*Prompt*
Exactly as given, write out all the entries again.

[[ Recorded data open ]]

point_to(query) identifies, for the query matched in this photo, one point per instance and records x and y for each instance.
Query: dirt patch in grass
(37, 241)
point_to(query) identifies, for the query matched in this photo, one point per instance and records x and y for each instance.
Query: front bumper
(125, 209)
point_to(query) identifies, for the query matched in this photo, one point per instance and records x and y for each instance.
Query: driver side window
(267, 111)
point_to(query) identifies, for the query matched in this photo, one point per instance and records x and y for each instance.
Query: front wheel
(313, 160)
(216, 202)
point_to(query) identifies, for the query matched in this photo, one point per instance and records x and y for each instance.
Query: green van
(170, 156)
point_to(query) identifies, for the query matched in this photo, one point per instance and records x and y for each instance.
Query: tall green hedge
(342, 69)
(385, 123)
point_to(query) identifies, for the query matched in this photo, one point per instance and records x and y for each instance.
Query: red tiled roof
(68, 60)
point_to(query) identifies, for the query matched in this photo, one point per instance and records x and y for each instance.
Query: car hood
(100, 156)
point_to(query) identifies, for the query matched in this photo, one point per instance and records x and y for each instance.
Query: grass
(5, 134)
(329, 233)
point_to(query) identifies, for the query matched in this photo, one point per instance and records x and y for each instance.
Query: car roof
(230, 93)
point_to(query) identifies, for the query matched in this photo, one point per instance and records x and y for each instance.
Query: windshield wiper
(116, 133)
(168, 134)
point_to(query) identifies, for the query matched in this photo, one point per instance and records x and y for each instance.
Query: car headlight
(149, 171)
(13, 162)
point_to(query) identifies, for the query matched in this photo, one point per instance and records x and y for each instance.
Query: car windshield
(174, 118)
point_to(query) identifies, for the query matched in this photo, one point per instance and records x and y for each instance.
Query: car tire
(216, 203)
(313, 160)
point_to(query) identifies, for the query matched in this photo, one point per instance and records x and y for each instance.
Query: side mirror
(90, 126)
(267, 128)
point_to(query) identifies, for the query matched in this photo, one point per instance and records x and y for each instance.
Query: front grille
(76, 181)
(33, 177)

[[ Recorded data closed ]]

*Exercise result*
point_to(query) identifies, for the query matched in this photo, one point per instance and records x and y for each instance.
Query: dirt patch in grass
(37, 241)
point_to(query) identifies, for the query matched in this photo, one point per instance and records x and y for each instance.
Query: front bumper
(125, 209)
point_to(query) identifies, for the query matched in this photo, one point per instance and records x and y for each instance.
Query: driver side window
(267, 111)
point_to(query) identifies, for the query matched in this photo, one point per instance and records x and y for each instance.
Query: front wheel
(313, 160)
(216, 202)
point_to(query) identifies, for the query matched in this photo, one point per instance and records x and y for each instance.
Query: green van
(170, 156)
point_to(query) identifies, for the query matched in this photo, one point per instance and records x and y for each instance.
Query: tall green hedge
(342, 69)
(385, 123)
point_to(query) identifies, for the query matched in this photo, one point per instance and records x and y for each instance.
Query: red tiled roof
(68, 60)
point_to(query) identifies, for the query matched in this photo, one point per instance and records x and y for each instance.
Query: car hood
(100, 156)
point_to(query) identifies, for the query matched in this photo, one point per instance and records x and y for each instance.
Query: grass
(5, 134)
(329, 233)
point_to(query) identifies, for the query matched in this photo, one point per instance and records x and y for each instance.
Query: car roof
(230, 93)
point_to(query) identifies, for the query matched in this photo, one point per instance and records x and y for each instance.
Query: windshield wiper
(116, 133)
(168, 134)
point_to(query) identifies, for the query matched in this photo, one point per instance and records x and y for each instance.
Query: car headlight
(149, 171)
(13, 162)
point_to(query) identifies, for the query matched in this photo, one point per instance and records x and y for each instance.
Query: car windshield
(174, 118)
point_to(query) identifies, for the query matched in this photo, one point per instance and records x and y for each instance.
Query: car tire
(216, 203)
(313, 160)
point_to(query) identifies, for the query matched in this photo, one point per instance and records x and y for each instance.
Query: side mirror
(90, 126)
(267, 128)
point_to(query) identifies, for the query matched in this photo, one point per instance and records x and y for each instance.
Query: front grille
(76, 181)
(33, 177)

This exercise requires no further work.